Information Block Start
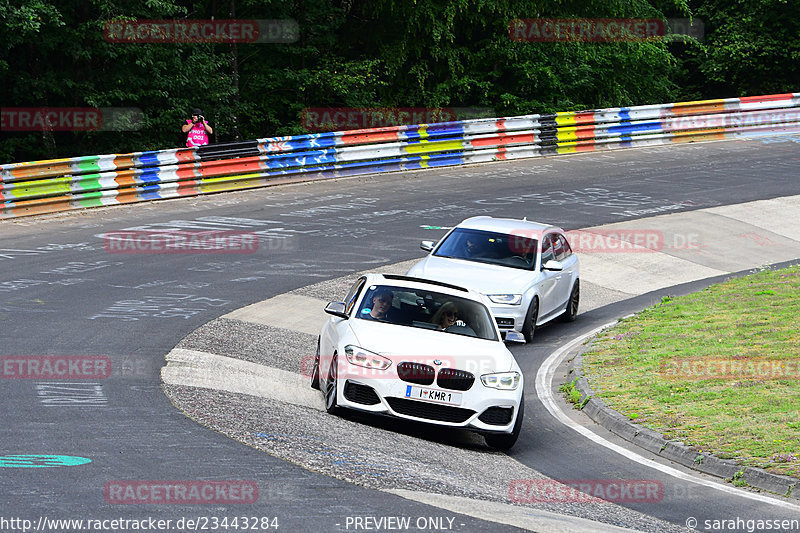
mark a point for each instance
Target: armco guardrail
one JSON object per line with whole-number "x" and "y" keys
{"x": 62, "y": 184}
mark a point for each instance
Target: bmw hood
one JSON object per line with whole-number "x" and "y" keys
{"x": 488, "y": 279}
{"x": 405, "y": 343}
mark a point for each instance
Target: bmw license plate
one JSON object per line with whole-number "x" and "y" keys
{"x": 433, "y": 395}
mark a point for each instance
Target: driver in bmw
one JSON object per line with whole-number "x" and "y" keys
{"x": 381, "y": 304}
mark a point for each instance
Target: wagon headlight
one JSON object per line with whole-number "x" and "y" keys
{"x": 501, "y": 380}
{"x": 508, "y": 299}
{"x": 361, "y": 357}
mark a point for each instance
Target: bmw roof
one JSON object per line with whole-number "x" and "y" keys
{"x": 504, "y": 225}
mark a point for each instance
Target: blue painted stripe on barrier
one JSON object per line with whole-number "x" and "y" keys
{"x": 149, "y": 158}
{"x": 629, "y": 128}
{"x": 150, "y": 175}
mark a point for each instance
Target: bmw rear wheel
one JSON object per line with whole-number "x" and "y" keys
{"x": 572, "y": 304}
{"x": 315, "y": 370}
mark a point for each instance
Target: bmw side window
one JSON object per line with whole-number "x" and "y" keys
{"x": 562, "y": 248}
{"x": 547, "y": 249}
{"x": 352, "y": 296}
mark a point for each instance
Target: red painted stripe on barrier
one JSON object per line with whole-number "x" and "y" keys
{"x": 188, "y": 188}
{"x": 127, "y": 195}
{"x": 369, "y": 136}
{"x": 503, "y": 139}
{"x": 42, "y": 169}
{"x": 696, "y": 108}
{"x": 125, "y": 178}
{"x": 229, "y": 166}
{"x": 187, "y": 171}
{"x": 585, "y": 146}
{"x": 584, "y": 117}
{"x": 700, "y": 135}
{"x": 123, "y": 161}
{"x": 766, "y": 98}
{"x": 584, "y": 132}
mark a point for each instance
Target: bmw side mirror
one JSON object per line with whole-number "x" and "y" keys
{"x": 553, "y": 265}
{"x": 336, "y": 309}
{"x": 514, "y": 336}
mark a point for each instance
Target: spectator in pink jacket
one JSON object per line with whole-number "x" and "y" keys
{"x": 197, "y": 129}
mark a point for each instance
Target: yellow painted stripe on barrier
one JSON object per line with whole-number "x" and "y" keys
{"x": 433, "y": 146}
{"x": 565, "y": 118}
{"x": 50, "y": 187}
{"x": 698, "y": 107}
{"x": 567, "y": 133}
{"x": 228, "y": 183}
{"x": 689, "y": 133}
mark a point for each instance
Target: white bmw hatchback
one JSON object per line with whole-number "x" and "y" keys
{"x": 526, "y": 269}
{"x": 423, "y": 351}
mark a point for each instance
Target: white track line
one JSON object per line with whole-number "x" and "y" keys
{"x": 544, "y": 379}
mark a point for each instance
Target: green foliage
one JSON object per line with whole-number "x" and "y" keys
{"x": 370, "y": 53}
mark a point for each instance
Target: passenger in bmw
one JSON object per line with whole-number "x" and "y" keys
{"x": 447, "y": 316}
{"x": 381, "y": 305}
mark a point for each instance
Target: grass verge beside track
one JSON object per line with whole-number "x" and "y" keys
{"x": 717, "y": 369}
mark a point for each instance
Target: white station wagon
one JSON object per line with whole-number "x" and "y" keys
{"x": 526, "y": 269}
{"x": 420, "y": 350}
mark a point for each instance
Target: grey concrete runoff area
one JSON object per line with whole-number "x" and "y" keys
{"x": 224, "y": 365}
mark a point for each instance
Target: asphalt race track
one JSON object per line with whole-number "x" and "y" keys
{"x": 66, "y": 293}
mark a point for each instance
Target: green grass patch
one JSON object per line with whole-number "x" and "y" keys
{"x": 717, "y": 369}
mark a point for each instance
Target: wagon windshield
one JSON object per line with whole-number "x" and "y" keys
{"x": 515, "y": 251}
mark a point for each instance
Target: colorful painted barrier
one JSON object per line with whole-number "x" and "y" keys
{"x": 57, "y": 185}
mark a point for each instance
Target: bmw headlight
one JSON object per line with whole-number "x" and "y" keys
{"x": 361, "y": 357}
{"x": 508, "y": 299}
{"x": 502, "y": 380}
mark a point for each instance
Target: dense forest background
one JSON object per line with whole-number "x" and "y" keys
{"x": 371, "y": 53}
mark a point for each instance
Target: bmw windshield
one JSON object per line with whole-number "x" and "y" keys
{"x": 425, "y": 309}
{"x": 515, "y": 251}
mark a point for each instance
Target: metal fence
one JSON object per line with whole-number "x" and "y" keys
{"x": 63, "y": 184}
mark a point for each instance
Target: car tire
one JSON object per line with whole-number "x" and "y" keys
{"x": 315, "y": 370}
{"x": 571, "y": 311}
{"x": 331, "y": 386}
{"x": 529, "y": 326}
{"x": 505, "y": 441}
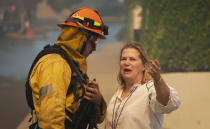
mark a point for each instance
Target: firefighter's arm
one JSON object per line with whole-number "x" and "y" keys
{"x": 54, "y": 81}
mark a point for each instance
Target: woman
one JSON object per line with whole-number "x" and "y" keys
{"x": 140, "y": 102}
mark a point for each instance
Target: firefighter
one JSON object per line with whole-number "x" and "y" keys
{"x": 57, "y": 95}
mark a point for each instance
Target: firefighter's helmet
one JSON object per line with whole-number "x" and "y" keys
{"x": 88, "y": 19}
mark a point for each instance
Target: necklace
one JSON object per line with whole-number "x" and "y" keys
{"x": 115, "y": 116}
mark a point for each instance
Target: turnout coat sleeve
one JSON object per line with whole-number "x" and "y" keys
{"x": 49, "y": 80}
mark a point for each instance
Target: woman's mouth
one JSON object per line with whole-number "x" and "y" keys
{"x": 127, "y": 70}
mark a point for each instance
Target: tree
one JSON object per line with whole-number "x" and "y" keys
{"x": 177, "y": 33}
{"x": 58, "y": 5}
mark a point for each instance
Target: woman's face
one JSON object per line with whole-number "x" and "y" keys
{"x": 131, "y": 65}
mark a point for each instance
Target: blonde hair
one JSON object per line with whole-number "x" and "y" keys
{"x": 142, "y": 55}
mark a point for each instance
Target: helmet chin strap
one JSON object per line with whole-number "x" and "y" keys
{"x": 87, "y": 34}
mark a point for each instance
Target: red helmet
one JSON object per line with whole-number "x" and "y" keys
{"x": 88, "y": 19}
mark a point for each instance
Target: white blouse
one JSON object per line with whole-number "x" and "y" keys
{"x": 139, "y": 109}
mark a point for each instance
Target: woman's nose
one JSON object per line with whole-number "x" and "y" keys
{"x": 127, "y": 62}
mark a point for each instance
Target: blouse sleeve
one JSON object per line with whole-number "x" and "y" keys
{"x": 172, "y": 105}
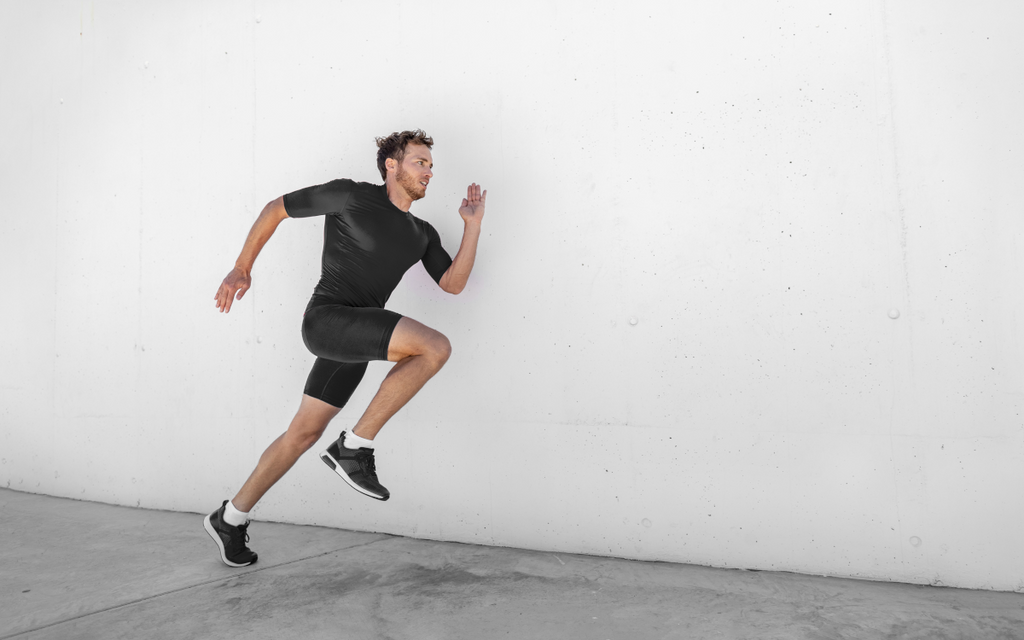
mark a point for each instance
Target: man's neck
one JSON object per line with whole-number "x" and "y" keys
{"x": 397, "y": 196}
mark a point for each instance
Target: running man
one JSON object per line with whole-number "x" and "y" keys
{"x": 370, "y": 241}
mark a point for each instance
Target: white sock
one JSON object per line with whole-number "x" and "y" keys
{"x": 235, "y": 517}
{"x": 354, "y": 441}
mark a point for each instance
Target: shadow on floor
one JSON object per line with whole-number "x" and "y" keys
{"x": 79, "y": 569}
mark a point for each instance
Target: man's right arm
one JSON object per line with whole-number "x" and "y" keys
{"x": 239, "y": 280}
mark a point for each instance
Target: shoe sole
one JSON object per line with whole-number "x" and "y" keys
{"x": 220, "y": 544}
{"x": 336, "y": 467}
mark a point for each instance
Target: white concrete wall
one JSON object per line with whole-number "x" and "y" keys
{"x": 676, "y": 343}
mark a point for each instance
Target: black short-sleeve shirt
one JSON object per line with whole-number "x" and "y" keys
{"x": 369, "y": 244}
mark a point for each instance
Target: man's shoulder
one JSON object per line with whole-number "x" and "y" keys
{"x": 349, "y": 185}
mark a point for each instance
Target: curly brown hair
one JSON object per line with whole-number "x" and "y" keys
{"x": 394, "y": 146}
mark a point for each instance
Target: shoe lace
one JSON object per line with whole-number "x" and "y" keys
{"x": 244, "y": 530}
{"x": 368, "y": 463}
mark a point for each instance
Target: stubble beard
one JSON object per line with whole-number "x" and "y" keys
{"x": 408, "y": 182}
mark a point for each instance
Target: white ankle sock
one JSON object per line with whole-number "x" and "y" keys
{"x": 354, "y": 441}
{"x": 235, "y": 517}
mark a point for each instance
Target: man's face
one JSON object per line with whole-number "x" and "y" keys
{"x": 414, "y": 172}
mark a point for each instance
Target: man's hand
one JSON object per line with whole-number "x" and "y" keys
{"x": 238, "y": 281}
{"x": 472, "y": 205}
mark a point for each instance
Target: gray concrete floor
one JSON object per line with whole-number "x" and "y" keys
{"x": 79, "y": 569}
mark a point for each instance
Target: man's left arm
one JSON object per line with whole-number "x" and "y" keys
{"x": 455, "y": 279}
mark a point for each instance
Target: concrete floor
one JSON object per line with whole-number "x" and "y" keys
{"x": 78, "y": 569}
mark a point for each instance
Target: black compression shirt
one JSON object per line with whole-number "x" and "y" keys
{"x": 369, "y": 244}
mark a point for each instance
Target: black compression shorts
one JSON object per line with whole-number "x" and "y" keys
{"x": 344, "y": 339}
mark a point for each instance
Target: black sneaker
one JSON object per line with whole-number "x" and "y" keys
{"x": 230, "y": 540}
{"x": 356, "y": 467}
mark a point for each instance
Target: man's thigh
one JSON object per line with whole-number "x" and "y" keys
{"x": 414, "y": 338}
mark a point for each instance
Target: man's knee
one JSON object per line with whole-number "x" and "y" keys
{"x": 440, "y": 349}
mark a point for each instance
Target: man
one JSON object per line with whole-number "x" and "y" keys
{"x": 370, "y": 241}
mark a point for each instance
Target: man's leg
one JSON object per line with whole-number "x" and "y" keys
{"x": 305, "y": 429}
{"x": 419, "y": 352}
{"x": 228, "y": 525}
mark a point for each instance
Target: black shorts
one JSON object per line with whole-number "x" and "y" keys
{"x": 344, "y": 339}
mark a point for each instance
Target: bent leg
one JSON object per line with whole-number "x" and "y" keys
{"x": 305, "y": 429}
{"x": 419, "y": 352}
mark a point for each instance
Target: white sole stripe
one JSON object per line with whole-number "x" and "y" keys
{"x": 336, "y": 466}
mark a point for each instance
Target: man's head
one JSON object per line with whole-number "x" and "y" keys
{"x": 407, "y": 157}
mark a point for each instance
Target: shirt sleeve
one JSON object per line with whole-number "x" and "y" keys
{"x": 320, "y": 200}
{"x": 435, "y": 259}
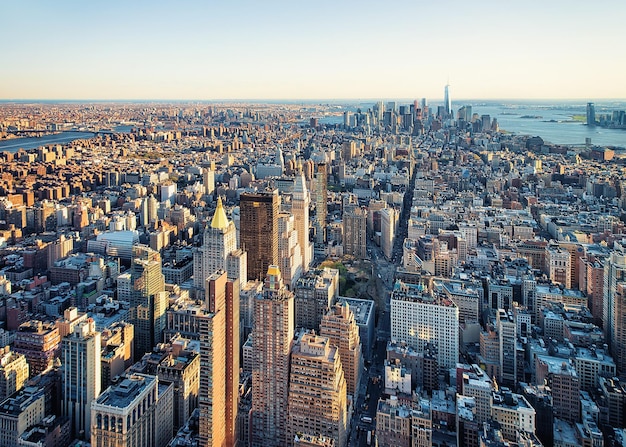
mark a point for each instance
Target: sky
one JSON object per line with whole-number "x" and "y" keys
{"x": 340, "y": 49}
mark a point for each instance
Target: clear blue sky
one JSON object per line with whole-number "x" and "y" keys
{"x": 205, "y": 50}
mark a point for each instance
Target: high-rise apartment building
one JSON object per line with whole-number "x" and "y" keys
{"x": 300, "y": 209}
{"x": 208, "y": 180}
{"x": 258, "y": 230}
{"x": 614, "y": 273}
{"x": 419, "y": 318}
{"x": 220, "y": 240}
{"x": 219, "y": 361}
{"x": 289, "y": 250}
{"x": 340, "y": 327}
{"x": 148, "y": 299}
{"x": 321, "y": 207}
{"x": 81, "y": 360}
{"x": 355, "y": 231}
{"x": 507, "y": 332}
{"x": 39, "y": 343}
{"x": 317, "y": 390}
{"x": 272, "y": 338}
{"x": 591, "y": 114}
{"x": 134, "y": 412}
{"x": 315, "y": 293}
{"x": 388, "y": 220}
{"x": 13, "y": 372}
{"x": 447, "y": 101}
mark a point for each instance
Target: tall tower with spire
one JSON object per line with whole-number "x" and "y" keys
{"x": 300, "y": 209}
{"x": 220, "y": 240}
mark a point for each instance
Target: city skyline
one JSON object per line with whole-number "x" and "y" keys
Information Block End
**Task details:** How many lines of the entries contain the word "floor"? Only the number is wanted.

**Solution:** 3